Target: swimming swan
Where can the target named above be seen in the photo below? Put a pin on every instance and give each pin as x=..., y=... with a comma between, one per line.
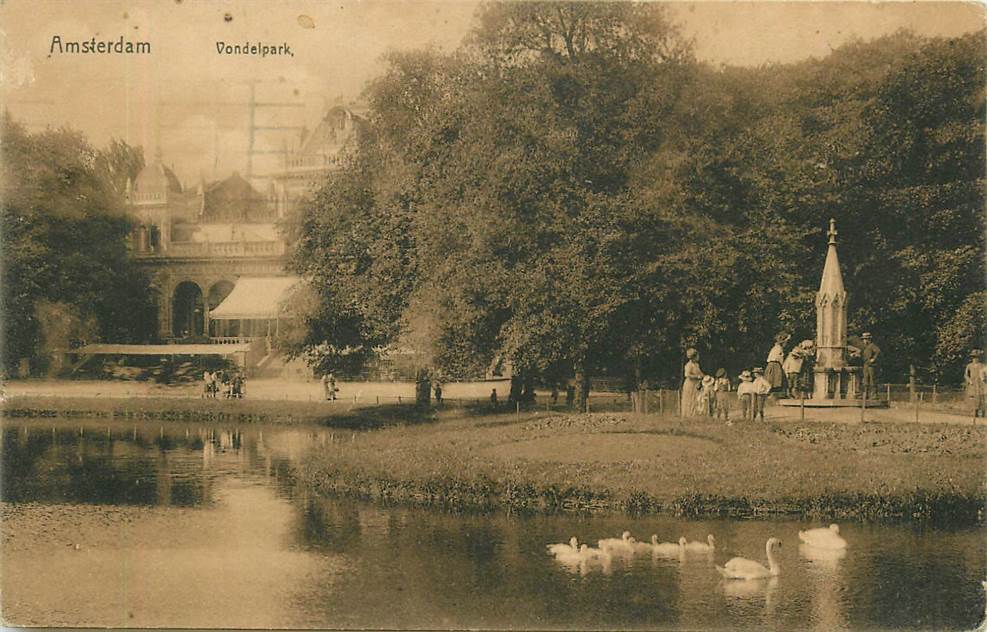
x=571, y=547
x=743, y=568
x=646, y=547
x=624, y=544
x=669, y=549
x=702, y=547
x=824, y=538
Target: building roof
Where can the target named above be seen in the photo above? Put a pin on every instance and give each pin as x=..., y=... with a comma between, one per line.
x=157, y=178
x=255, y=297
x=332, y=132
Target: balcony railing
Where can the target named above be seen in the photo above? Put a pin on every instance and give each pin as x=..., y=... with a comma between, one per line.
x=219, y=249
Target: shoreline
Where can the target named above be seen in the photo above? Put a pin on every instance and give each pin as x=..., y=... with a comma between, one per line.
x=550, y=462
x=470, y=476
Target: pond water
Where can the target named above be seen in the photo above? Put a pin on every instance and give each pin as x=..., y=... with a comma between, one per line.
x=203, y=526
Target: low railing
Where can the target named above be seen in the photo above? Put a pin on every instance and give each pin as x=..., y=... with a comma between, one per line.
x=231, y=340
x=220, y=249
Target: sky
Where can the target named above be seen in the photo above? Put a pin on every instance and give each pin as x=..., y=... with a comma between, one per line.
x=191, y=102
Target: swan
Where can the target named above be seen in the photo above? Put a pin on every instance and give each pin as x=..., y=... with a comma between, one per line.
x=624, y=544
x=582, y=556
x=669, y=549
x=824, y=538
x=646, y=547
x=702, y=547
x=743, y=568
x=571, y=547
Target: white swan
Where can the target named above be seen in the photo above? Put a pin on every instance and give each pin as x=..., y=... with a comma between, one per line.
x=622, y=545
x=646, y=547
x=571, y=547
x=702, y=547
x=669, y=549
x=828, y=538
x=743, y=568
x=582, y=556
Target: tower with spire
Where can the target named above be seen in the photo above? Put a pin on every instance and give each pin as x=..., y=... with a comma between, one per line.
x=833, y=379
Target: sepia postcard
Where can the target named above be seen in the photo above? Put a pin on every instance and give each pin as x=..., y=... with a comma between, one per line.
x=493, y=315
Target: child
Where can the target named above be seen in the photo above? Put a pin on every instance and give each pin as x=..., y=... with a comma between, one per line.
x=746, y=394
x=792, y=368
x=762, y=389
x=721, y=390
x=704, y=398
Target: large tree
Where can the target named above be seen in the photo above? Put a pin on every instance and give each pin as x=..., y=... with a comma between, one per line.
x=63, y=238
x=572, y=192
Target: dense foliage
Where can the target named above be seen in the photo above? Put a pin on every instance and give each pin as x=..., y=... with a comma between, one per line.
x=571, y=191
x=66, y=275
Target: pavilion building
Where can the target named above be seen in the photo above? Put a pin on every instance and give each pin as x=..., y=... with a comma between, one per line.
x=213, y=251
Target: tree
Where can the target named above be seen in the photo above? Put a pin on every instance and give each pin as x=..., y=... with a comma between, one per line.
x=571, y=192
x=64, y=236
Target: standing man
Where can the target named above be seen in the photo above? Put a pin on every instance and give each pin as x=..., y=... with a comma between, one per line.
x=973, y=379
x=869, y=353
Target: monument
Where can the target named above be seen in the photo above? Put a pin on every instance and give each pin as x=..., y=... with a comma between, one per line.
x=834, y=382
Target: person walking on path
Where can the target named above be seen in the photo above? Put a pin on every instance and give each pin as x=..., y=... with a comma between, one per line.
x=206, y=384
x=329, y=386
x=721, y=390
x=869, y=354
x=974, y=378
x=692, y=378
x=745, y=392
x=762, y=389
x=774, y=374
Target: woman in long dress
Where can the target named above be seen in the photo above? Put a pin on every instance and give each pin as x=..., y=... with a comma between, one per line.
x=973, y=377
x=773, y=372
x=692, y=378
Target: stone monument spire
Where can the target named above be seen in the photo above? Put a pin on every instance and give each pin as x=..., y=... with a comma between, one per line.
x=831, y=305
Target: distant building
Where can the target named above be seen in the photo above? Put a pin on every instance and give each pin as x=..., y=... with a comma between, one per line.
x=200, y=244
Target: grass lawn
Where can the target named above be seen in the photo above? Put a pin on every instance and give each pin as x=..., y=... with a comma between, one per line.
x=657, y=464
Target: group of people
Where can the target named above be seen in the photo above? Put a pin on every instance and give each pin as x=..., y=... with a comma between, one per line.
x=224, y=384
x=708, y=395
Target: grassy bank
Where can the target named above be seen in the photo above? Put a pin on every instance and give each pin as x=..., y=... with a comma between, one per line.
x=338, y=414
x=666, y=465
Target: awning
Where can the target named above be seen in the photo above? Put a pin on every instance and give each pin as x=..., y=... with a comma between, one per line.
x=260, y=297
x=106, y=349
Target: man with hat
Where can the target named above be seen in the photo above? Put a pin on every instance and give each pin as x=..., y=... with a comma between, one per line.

---+---

STATED GOAL: Rewrite the items from the line with "Target: man with hat" through the end of the items, putting "marker" wherever "pin" appears and leaving everything else unchanged.

TASK ANSWER:
Target: man with hat
Where can the target named above be seen in the photo above? Put a marker on every instance and give each marker as x=..., y=... with a comma between, one per line.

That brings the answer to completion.